:: PROBLEM REQUIREMENTS ::
Report each line of the material below that contains the string "grass", treating uppercase and lowercase as different.

Shape-labeling records
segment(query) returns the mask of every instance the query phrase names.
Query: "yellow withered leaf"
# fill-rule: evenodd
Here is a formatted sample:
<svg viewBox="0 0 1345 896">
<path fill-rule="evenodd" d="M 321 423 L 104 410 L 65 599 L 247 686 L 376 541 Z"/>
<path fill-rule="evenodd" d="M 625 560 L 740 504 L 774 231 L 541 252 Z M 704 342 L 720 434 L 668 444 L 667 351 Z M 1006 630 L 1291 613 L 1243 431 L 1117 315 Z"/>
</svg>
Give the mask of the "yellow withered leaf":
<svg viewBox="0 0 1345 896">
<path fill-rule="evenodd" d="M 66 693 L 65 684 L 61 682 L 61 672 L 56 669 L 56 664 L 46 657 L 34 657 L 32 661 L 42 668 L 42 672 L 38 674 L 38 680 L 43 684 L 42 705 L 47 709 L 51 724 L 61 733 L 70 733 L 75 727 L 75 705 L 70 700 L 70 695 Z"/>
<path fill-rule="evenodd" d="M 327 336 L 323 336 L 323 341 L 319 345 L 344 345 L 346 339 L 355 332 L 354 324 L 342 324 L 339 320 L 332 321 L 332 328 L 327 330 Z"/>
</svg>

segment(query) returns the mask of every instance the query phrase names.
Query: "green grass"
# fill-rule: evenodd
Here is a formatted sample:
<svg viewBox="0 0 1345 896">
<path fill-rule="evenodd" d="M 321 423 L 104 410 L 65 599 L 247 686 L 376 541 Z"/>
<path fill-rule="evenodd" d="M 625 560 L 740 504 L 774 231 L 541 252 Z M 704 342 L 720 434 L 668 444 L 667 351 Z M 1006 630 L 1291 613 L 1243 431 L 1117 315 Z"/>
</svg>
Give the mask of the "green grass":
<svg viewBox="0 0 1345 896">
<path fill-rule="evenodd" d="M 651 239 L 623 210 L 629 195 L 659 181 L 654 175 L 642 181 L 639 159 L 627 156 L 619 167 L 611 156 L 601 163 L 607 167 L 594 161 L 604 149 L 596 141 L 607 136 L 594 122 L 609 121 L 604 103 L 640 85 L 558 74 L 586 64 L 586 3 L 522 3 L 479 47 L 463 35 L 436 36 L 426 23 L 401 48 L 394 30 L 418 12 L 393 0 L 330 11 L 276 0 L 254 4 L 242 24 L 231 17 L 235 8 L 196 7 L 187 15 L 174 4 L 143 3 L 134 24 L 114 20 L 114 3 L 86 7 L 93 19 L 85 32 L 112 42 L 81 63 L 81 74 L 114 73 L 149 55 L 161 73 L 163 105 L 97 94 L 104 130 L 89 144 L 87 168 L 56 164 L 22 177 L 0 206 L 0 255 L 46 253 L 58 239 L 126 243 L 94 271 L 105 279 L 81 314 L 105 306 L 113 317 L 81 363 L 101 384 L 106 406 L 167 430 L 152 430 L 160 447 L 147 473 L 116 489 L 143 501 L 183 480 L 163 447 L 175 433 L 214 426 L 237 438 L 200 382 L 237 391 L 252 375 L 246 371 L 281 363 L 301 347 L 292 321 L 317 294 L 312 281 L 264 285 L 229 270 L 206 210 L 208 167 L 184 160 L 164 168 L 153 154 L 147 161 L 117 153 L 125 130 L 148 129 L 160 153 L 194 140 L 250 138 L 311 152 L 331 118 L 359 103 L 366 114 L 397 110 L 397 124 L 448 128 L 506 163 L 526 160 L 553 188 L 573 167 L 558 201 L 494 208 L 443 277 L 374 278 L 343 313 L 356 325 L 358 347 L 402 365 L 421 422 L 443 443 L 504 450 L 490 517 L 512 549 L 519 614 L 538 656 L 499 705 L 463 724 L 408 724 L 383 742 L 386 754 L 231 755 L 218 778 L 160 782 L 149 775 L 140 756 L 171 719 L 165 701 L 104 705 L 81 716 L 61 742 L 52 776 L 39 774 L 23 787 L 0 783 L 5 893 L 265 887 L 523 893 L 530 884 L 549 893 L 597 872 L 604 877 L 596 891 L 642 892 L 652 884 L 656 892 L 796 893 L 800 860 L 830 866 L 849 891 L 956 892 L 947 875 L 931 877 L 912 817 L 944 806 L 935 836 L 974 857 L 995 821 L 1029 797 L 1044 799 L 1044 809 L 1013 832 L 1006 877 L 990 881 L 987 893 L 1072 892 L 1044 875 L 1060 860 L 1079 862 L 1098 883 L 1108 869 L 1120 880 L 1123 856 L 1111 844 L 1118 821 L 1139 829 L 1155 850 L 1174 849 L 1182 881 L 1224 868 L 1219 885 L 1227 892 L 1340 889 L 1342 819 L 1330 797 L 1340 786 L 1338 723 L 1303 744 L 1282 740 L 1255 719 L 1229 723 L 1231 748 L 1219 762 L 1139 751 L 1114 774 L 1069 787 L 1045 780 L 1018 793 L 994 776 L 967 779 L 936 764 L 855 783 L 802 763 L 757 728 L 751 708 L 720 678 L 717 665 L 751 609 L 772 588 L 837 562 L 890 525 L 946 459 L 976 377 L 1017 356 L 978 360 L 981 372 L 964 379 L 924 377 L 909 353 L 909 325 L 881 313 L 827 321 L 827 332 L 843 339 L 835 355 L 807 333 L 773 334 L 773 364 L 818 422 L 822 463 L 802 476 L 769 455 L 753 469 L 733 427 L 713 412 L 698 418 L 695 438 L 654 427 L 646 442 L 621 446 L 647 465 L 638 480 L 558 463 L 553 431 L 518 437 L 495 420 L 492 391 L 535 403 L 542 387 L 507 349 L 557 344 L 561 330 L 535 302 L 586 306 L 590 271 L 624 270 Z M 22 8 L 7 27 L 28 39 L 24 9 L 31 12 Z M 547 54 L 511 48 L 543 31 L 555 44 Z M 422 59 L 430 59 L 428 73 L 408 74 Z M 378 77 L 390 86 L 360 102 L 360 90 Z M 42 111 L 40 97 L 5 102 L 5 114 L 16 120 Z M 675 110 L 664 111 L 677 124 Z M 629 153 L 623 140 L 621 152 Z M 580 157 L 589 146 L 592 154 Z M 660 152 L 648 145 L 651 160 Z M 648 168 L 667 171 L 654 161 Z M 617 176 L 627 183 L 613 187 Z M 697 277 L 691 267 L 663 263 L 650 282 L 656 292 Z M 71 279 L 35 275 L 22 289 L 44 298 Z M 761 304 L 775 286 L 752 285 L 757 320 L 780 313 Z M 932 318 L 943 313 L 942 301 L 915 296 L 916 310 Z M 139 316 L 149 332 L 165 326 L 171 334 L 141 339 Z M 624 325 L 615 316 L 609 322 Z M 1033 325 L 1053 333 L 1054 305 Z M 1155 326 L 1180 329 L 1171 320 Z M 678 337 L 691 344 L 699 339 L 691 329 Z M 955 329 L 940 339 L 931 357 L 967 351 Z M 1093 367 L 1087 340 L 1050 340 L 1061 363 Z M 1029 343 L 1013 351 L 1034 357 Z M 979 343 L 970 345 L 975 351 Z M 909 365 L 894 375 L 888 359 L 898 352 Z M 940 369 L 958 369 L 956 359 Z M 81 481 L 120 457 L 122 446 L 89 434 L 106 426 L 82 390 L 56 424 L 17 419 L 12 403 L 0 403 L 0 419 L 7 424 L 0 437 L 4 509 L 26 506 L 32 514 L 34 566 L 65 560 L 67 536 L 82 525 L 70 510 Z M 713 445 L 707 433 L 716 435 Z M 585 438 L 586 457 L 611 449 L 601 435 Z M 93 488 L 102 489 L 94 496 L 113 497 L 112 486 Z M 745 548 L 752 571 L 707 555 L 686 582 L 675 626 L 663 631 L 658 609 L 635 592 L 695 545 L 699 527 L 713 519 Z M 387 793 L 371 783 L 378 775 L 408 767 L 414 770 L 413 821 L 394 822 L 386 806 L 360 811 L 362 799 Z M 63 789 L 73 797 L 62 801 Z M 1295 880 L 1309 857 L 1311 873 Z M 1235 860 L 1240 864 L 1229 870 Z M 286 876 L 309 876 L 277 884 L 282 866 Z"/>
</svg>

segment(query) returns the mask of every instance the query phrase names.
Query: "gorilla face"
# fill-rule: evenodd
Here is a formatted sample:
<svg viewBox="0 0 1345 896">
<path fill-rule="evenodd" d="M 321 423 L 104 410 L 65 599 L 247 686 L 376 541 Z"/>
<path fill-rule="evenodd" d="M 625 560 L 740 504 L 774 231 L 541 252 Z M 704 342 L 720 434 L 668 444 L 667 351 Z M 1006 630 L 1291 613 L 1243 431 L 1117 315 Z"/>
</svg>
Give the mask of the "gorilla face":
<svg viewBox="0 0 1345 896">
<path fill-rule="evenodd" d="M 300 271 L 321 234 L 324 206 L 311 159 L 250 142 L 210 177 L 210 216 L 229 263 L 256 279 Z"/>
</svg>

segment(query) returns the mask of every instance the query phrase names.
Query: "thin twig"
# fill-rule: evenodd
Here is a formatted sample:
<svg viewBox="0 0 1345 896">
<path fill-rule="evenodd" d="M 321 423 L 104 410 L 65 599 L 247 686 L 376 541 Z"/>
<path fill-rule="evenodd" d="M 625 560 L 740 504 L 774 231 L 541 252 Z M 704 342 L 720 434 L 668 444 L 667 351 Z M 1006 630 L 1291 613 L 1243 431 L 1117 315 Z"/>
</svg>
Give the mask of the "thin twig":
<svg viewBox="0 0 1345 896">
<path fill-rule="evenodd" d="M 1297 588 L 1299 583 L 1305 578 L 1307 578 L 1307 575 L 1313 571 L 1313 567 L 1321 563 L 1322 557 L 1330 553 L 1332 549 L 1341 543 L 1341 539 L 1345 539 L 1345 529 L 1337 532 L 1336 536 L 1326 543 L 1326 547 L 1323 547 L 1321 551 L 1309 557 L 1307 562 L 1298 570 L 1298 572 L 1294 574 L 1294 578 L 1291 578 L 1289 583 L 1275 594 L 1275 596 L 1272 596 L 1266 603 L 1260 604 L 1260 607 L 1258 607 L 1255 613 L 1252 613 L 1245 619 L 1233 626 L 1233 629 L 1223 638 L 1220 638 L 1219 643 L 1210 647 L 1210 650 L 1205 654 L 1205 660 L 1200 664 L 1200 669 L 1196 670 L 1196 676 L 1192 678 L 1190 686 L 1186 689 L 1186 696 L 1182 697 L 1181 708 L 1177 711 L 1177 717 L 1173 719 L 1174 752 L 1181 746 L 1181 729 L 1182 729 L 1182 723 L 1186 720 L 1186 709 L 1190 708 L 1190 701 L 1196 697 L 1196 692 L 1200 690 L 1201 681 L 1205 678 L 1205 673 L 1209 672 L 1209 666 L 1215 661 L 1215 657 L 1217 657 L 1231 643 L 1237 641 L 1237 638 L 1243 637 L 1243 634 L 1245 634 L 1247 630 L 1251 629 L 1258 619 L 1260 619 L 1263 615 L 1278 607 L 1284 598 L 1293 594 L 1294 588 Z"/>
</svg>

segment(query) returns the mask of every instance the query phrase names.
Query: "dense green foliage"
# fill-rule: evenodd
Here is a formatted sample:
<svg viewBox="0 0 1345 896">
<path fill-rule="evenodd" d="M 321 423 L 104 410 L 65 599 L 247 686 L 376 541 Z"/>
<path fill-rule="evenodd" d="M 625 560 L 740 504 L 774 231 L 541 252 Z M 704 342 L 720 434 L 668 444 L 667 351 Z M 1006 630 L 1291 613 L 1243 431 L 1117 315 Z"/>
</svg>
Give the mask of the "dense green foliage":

:: WRITTEN ANSWER ::
Query: "green grass"
Give the mask of the "green grass":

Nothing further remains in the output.